**Dataset rows:**
-- START --

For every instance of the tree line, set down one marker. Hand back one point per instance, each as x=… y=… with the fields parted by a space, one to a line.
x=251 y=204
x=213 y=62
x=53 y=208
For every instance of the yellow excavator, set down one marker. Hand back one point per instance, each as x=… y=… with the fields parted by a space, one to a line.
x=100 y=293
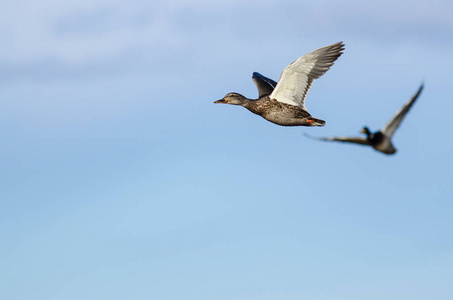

-- END --

**Exercise brief:**
Turn the lines above into a numbered list, skipping any blank lines and leaving out the pictures.

**Task result:**
1. For every instance of the tree line, set down one marker. Hand back one point per instance, each as x=… y=… with the fields parted by a space, one to a line.
2. x=251 y=204
3. x=213 y=62
4. x=53 y=208
5. For every instance of the yellow excavator, set down one marker. Hand back one point per instance, each as x=… y=… with the fields parted by a space, one to a line.
6. x=100 y=293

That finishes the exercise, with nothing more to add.